___ TEXTE EXTRAIT
Un constat est fait sur la disparition de la "classe ouvrière" au sens où elle pouvait se définir comme une communauté composée d'individus partageant une fonction productive dans la société (en étaient-ils tous fiers ? Certains, probablement), animés par un certain idéal de progrès, liés par le sentiment d'appartenir à une "classe", c'est-à-dire un sous-ensemble identifiable de la société avec ses codes. Aujourd'hui, les conséquences de la désindustrialisation des années 70-80, la rupture avec le paradigme progrès = bonheur et l'ubérisation de la société, ont supprimé en quasi-totalité la "classe ouvrière". L'individualisme contraint (ou non), l'incertitude dans l'avenir qui pousse au repli sécuritaire, une communication largement sous emprise des réseaux sociaux qui alimente le populisme, renforcent les forces conservatrices et d'extrême-droite (environ 40% des intentions de vote aux prochaines européennes !).
L'antisémitisme : "Quand vous entendez dire du mal des juifs, dressez l'oreille, on parle de vous", écrivait le penseur anticolonialiste Franz Fanon. L'un de mes amis reprend cette phrase pour affirmer que l'antisémitisme constitue le référentiel absolu en matière de racisme. Nous sommes plusieurs à moduler le propos et considérer que c'est "l'autre" (l'étranger de peau, de culture, d'origine) qui représente aujourd'hui l'épouvantail agité par l'extrême-droite. C'est d'autant plus vrai depuis que le RN a opéré sa "dédiabolisation" en participant, par exemple, à une marche contre l'antisémitisme.
Tout celà est bien sérieux. Et dire que d'aucuns prétendront un jour que ces chroniques sont simplement ordinaires. Revenons donc à l'ordinaire.
Quelques coups de pédalier et je fais une entrée (triomphale est un peu exagérée) sur le parvis de la gare de Bécon. Stupeur et tremblements : Pascal a été déplacé de sa place historique ! Le voilà qu'il se retrouve délocalisé sur le versant Ouest du parvis : un crime de lèse-majesté ! Anne-Marie, qui lui tient compagnie, suggère que Jean-Michel acquière des chaises de type "metteur en scène" avec le nom des habitués sur la toile dorsale. Ce serait parfaitement légitime.
Thèmes d'aujourd'hui : le port du casque pour les deux roues, la dangerosité des déplacements urbains à vélo, les assurances privées vs les mutuelles, l'amiante dans les tours, la nouvelle station du GPE (Grand Paris Express) de La Défense, les cathédrales souterraines (toujours à La Défense), l'impact carbone des déplacements en avion, la Turquie (Sainte-Sophie rendue au culte, Ankara, Pergame, Ephèse, ...), les rillons, la tarte au citron et yuzu d'un pâtissier de Tours (contribution au débat de Jean-Michel), le spécialiste des brioches (délicieuses) de la place de la gare de Tours (contribution de ma pomme, mais existe-t-il encore ?), etc.
On ne va pas tout traiter, autrement, cher lecteur, vous risqueriez de décrocher et comme la stratégie gagnante de tout écrivain qui se respecte consiste à tenir son lectorat en haleine, il est indispensable que celle-ci soit la moins chargée possible... Vous me suivez ?
______
■ VOTRE TÂCHE
Recopiez, s'il vous plaît, le passage de la chronique allant de « Tout celà est » jusqu'à « serait parfaitement légitime. » en rebaptisant « parvis » en « perron ».
___ INFORMATIONS FOURNIES
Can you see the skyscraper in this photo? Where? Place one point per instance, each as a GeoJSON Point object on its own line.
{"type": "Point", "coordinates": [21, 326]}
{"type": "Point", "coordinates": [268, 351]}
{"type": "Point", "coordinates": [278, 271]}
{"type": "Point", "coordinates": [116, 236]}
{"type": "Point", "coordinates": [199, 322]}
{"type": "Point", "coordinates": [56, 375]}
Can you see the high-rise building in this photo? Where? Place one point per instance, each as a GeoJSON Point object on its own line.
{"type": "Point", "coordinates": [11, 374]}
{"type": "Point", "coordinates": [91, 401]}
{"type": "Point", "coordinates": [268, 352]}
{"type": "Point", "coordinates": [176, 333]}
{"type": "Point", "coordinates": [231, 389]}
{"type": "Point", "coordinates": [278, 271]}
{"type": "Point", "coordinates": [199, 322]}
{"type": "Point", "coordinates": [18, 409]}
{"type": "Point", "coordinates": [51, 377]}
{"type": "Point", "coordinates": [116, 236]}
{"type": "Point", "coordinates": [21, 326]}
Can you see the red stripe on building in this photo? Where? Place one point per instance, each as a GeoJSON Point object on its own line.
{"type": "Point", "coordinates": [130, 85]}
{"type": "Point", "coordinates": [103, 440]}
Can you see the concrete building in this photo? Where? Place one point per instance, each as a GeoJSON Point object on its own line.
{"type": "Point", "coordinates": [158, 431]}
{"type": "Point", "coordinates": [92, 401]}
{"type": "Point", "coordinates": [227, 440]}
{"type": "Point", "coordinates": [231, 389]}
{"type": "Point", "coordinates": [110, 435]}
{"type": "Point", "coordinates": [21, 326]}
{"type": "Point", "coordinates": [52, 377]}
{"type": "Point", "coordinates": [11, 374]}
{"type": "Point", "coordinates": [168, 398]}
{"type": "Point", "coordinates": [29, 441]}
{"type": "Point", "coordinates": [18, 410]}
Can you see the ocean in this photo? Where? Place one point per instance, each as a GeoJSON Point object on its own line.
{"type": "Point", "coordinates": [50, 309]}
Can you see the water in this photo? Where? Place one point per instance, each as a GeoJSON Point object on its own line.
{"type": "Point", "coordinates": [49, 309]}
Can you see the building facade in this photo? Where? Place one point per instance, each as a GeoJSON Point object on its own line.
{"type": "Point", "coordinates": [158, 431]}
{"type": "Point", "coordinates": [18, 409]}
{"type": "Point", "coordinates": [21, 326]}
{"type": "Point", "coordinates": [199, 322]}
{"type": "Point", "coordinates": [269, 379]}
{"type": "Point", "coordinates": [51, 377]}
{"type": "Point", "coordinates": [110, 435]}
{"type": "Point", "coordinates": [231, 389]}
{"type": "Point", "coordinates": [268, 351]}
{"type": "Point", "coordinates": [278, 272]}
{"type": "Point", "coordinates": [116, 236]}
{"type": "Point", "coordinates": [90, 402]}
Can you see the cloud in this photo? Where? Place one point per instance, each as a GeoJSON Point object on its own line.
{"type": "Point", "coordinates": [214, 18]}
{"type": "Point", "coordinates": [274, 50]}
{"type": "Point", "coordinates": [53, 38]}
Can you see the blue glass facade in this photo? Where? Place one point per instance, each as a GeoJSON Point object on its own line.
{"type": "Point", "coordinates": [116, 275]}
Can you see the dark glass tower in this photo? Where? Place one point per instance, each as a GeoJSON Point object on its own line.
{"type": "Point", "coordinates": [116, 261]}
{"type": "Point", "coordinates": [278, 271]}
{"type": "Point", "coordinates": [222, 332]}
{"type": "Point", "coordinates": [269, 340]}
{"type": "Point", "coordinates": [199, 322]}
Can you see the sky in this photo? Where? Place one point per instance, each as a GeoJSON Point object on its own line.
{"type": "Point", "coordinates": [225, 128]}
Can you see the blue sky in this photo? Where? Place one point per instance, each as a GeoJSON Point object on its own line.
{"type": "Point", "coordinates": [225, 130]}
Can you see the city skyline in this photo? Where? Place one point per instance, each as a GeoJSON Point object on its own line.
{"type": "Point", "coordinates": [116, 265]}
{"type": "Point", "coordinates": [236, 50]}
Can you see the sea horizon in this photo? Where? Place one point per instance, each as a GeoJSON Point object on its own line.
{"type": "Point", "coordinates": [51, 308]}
______
■ SOLUTION DU PROBLÈME
Tout celà est bien sérieux. Et dire que d'aucuns prétendront un jour que ces chroniques sont simplement ordinaires. Revenons donc à l'ordinaire.
Quelques coups de pédalier et je fais une entrée (triomphale est un peu exagérée) sur le perron de la gare de Bécon. Stupeur et tremblements : Pascal a été déplacé de sa place historique ! Le voilà qu'il se retrouve délocalisé sur le versant Ouest du perron : un crime de lèse-majesté ! Anne-Marie, qui lui tient compagnie, suggère que Jean-Michel acquière des chaises de type "metteur en scène" avec le nom des habitués sur la toile dorsale. Ce serait parfaitement légitime.